# Exercise directions:
Put every line of the rows below into a JSON list of strings, one string per line, leaving out any blank lines.

# Records:
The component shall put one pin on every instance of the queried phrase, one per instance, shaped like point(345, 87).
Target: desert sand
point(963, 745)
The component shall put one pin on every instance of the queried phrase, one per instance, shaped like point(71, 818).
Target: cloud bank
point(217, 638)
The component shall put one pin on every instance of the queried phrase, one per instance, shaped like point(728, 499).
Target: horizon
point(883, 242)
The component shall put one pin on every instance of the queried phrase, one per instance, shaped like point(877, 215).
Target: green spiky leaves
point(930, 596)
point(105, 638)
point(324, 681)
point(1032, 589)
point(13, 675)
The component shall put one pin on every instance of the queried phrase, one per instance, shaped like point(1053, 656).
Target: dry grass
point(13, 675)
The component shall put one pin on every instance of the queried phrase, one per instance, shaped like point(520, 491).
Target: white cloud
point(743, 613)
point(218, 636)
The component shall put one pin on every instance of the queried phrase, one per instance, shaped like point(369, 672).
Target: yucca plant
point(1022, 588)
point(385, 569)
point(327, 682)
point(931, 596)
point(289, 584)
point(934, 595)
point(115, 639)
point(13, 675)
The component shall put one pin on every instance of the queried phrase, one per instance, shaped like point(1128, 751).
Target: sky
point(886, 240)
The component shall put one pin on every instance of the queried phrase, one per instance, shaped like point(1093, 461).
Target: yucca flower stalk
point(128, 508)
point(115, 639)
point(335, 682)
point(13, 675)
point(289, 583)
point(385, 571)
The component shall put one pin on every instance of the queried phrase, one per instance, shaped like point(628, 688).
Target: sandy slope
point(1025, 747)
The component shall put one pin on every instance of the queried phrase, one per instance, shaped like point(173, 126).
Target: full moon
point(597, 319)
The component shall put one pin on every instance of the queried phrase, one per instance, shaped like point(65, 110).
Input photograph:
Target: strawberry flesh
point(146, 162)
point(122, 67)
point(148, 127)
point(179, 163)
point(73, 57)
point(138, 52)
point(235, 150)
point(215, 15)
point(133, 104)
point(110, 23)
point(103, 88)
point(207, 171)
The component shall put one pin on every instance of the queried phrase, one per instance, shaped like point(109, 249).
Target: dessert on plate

# Completed task:
[
  "The component shall put one pin on every instance of the queried phrase, one per instance, shaped like point(345, 87).",
  "Target: desert sand",
  "point(963, 745)",
  "The component shall put one pin on every instance of the queried phrase, one per instance, shaped like point(71, 818).",
  "Target: cloud bank",
  "point(217, 638)",
  "The component shall put one pin on every instance of the queried phrase, one per instance, shaped like point(728, 499).",
  "Target: horizon",
  "point(883, 242)",
  "The component shall put one pin on every instance of the queried phrase, one per instance, shaped like point(877, 215).",
  "Target: green spiky leaves",
  "point(930, 596)",
  "point(105, 638)",
  "point(324, 681)",
  "point(1032, 589)",
  "point(13, 675)",
  "The component shall put one pin on every instance of the queried phrase, one per instance, shaped like point(1053, 656).",
  "Target: dry grass",
  "point(13, 675)",
  "The component shall put one pin on every instance of the queried phrase, one per instance, shaped like point(520, 491).",
  "Target: white cloud",
  "point(743, 613)",
  "point(218, 636)",
  "The component shall put one pin on every instance of the queried phrase, one per instance, shaped like point(369, 672).",
  "Target: yucca plant",
  "point(1022, 588)",
  "point(385, 569)",
  "point(327, 682)",
  "point(931, 596)",
  "point(289, 584)",
  "point(934, 595)",
  "point(115, 639)",
  "point(13, 675)",
  "The component shall put one pin on every instance of the queried phrase, one per instance, shaped like point(1128, 751).",
  "Target: sky",
  "point(886, 240)",
  "The component shall put one pin on every instance of the queried phrase, one per instance, shaped like point(1093, 461).",
  "Target: yucca flower stalk",
  "point(128, 508)",
  "point(115, 639)",
  "point(335, 682)",
  "point(13, 675)",
  "point(289, 583)",
  "point(385, 571)",
  "The component shall put one pin on every instance of the queried phrase, one per instance, shaped like point(628, 688).",
  "Target: sandy slope",
  "point(1025, 747)",
  "The component shall put one pin on every instance of the queried phrase, one per instance, shaped like point(173, 126).",
  "Target: full moon",
  "point(597, 319)",
  "The component shall put one pin on every instance of the queried phrase, one per instance, shaped like point(65, 110).",
  "Input photograph:",
  "Target: strawberry flesh",
  "point(146, 162)",
  "point(122, 67)",
  "point(148, 127)",
  "point(179, 163)",
  "point(73, 57)",
  "point(138, 52)",
  "point(235, 150)",
  "point(215, 15)",
  "point(133, 104)",
  "point(110, 23)",
  "point(103, 88)",
  "point(207, 171)",
  "The component shall put one pin on every instance of the queried phrase, one per instance, shaped like point(109, 249).",
  "Target: dessert on plate"
]